Point-based annotation data
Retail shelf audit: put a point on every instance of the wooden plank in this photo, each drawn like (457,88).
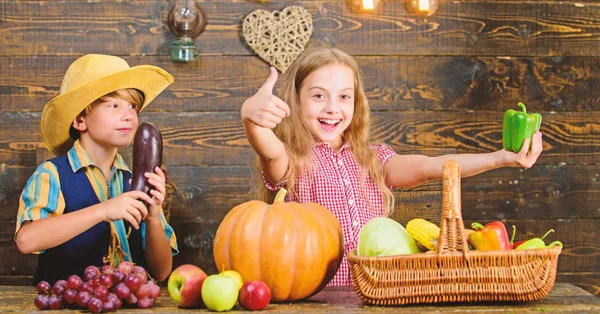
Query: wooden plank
(217,138)
(222,83)
(564,298)
(590,282)
(497,27)
(195,238)
(206,194)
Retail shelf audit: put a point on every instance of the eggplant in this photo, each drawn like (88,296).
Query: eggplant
(147,155)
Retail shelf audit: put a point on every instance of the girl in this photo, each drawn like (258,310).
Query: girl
(315,142)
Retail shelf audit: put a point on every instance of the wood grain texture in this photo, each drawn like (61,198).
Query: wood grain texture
(564,298)
(195,239)
(217,138)
(436,85)
(532,28)
(459,83)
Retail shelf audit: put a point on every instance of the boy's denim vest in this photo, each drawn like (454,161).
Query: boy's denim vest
(89,247)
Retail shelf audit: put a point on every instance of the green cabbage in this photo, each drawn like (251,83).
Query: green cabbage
(383,236)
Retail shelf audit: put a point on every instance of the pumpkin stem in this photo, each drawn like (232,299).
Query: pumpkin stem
(280,197)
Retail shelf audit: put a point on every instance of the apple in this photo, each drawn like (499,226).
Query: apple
(235,275)
(254,295)
(185,285)
(220,292)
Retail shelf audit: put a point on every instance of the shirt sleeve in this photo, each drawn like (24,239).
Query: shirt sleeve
(169,232)
(41,197)
(383,152)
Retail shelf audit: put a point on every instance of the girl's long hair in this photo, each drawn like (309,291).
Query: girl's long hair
(298,139)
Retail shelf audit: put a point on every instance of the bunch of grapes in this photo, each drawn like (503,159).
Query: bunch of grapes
(102,290)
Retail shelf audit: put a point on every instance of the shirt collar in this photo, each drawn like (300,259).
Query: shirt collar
(78,158)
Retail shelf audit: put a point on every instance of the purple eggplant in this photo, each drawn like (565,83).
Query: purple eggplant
(147,155)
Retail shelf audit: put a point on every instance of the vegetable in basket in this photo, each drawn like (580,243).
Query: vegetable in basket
(490,237)
(537,243)
(517,126)
(383,236)
(424,232)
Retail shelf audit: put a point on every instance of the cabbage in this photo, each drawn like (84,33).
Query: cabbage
(383,236)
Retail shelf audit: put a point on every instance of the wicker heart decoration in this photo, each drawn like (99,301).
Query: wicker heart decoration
(278,37)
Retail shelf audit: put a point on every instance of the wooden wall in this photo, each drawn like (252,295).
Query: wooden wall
(436,85)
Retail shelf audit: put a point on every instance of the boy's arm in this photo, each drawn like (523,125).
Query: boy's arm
(158,249)
(49,232)
(46,233)
(409,170)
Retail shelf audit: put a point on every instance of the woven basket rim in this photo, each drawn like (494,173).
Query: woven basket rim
(498,275)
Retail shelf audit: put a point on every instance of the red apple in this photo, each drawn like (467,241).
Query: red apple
(185,286)
(254,295)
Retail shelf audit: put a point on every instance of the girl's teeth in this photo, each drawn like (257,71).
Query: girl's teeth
(330,121)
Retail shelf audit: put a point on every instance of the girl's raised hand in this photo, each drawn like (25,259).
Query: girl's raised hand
(263,108)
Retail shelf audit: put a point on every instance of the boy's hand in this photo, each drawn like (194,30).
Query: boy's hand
(158,193)
(265,109)
(128,206)
(526,158)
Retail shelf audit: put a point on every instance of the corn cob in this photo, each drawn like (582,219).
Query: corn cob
(424,232)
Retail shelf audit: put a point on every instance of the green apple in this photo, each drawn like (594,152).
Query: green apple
(185,284)
(220,292)
(235,275)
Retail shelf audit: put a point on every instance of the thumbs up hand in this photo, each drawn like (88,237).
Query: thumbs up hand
(263,108)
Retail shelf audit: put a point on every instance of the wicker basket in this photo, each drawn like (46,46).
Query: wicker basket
(454,274)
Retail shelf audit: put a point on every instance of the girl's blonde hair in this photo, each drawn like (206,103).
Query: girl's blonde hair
(298,139)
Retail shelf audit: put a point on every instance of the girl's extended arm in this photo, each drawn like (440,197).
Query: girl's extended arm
(408,170)
(260,113)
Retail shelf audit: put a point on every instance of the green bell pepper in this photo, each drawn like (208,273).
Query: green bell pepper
(517,126)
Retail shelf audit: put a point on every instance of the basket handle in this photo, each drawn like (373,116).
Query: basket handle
(451,226)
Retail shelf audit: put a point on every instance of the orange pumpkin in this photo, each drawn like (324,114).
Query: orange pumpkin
(295,248)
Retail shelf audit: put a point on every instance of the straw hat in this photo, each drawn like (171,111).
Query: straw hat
(87,79)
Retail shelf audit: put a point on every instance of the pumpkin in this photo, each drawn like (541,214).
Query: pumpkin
(294,248)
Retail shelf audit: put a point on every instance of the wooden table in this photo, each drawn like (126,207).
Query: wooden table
(563,298)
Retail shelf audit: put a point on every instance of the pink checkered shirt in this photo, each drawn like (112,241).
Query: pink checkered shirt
(335,185)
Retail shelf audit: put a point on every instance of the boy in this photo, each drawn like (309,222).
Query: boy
(75,204)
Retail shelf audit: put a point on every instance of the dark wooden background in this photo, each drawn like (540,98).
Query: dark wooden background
(436,85)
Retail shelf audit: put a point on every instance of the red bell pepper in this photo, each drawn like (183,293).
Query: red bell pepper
(491,237)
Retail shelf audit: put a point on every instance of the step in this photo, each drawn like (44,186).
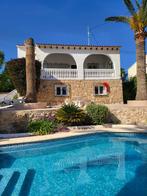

EXERCISE DESCRIPTION: Could you collect every line in the records above that contains the word "pink" and copy each one out in full?

RESPONSE TO THIS EXERCISE:
Retail shelf audit: put a point on every instance of the pink checkered shirt in this photo, each drawn like (112,241).
Query: pink checkered shirt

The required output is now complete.